======== TEKS YANG DIBERIKAN
Oleh: Stefan Kelen Pr, imam Keuskupan Pangkalpinang, pemerhati komunikasi dan politik
Pria berwajah bulat dan bertopi itu duduk di kursi dekat pintu bus pariwisata berwarna biru itu.
Setelah sekitar 20-an menit melewati kota Muntilan, siang itu, Kamis 6 Juli 2017, tiba-tiba jalan mulai menanjak. Jalan aspal sudah mulai berubah menjadi batu-batuan dan pasir, alias jalan berlubang. Sedangkan di sisi kanan dan kiri jalan, terlihat sawah terbentang nan hijau.
Tiba-tiba, pria bertopi bernama Arko itu berdiri dari tempat duduknya. Ia mengungkapkan beberapa statement untuk menanggapi percakapan bernada celoteh di antara Hendra, Gomgom dan Rico tentang jalanan penuh lubang dan kelokan.
“Perjalanan itu harus lurus, kalau belok berarti ke sawah,” komentar Arco, OMK Paroki Santo Thomas Rasul (Sathora), Jakarta ini.
================
======== DATA YANG DIBERIKAN
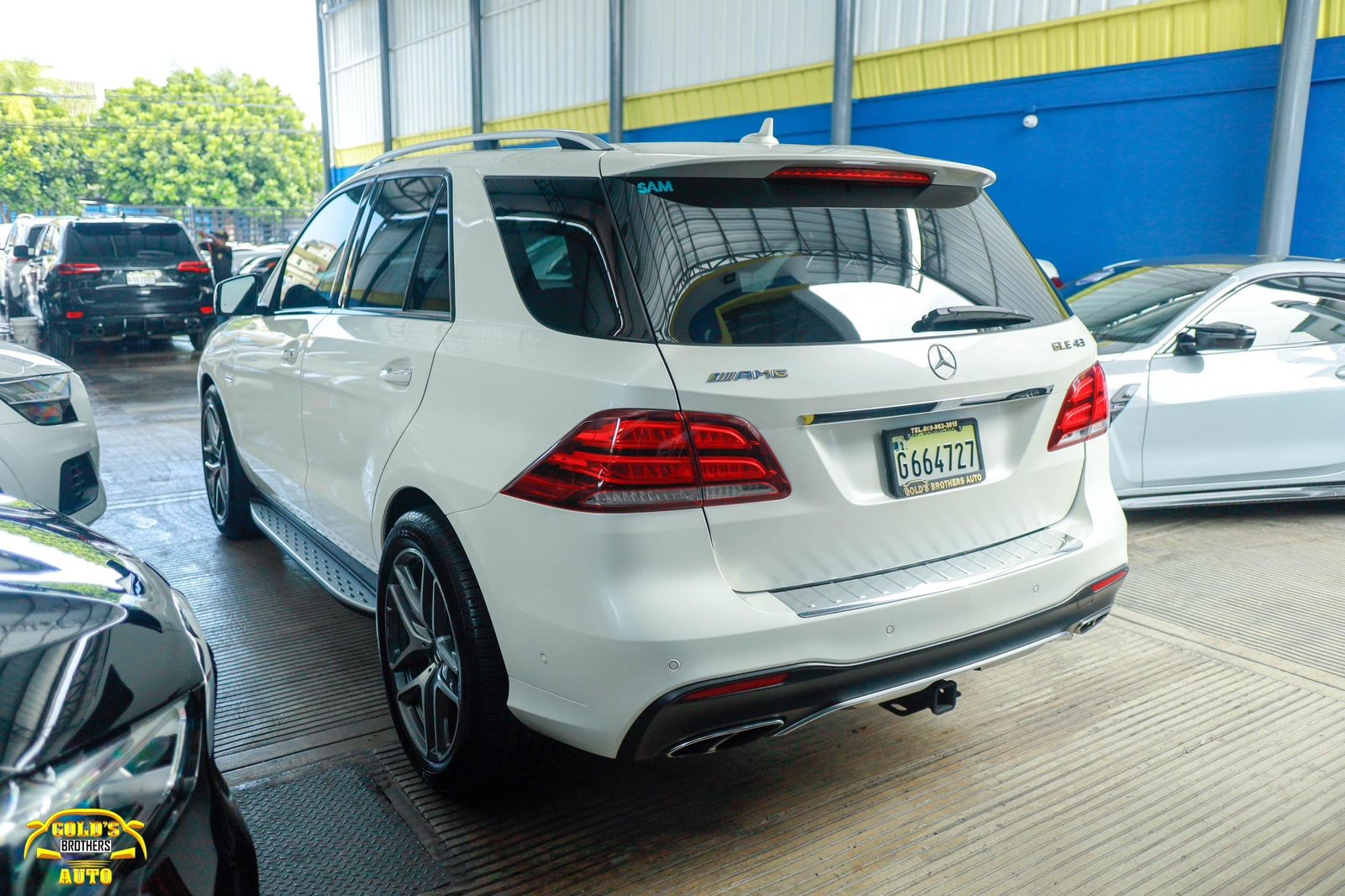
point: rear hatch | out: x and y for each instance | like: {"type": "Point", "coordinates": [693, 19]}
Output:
{"type": "Point", "coordinates": [132, 268]}
{"type": "Point", "coordinates": [789, 291]}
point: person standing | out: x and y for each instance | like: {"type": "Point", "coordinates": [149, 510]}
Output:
{"type": "Point", "coordinates": [221, 256]}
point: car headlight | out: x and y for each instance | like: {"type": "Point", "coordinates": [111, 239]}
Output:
{"type": "Point", "coordinates": [44, 400]}
{"type": "Point", "coordinates": [140, 775]}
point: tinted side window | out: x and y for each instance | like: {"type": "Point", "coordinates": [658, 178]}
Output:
{"type": "Point", "coordinates": [562, 240]}
{"type": "Point", "coordinates": [1288, 311]}
{"type": "Point", "coordinates": [392, 240]}
{"type": "Point", "coordinates": [125, 241]}
{"type": "Point", "coordinates": [311, 266]}
{"type": "Point", "coordinates": [430, 287]}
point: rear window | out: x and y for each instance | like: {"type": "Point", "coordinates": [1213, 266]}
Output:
================
** TUJUAN LATIHAN **
Salin persis bagian teks yang diberikan, mulai dari "Setelah sekitar 20-an" sampai dengan "(Sathora), Jakarta ini.".

** JAWABAN LATIHAN **
Setelah sekitar 20-an menit melewati kota Muntilan, siang itu, Kamis 6 Juli 2017, tiba-tiba jalan mulai menanjak. Jalan aspal sudah mulai berubah menjadi batu-batuan dan pasir, alias jalan berlubang. Sedangkan di sisi kanan dan kiri jalan, terlihat sawah terbentang nan hijau.
Tiba-tiba, pria bertopi bernama Arko itu berdiri dari tempat duduknya. Ia mengungkapkan beberapa statement untuk menanggapi percakapan bernada celoteh di antara Hendra, Gomgom dan Rico tentang jalanan penuh lubang dan kelokan.
“Perjalanan itu harus lurus, kalau belok berarti ke sawah,” komentar Arco, OMK Paroki Santo Thomas Rasul (Sathora), Jakarta ini.